* **About this exercise**
Using the data beneath this instruction, retype only the lines from the one that contains "Each instance of the crowd" down to the one that contains "Each instance of the statue", both included, exactly as they appear.

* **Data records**
◆ ◆ ◆ ◆ ◆ ◆ ◆
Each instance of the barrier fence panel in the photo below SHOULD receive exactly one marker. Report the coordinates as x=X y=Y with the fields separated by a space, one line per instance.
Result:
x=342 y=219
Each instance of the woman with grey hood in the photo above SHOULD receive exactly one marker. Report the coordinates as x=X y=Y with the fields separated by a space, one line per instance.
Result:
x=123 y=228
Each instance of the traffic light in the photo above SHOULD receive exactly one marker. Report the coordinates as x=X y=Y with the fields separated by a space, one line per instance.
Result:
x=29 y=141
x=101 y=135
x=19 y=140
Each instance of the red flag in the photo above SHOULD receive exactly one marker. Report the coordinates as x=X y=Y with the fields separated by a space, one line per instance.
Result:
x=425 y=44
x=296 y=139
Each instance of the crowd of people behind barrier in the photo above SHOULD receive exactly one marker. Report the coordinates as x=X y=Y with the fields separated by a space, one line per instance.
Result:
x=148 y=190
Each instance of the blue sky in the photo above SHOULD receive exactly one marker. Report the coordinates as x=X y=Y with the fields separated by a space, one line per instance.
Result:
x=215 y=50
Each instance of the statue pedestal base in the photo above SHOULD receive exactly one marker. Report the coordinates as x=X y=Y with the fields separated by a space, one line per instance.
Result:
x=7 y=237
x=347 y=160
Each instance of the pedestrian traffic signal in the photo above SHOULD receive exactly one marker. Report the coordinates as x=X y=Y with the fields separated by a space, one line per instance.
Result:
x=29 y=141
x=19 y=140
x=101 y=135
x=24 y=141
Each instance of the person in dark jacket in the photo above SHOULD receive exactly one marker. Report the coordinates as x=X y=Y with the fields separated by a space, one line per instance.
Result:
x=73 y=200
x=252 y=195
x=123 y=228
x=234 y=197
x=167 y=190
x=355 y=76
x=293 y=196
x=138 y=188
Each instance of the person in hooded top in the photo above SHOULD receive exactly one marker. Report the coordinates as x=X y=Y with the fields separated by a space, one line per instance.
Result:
◆ ◆ ◆ ◆ ◆ ◆ ◆
* **Exercise output**
Each instance of the crowd of people behind barrier in the photo above SHOULD receive exactly one marker. Report the coordinates as x=X y=Y with the fields separated by a space, one line per instance.
Result:
x=148 y=190
Each instance of the blue sky in the photo above SHOULD receive exactly one marker. Report the coordinates as x=X y=Y with the fields separated by a space, one line per instance.
Result:
x=215 y=50
Each instance of the statue pedestal base in the photo above SHOULD receive exactly one marker. Report the coordinates as x=X y=Y with the fields separated by a space, one line per instance.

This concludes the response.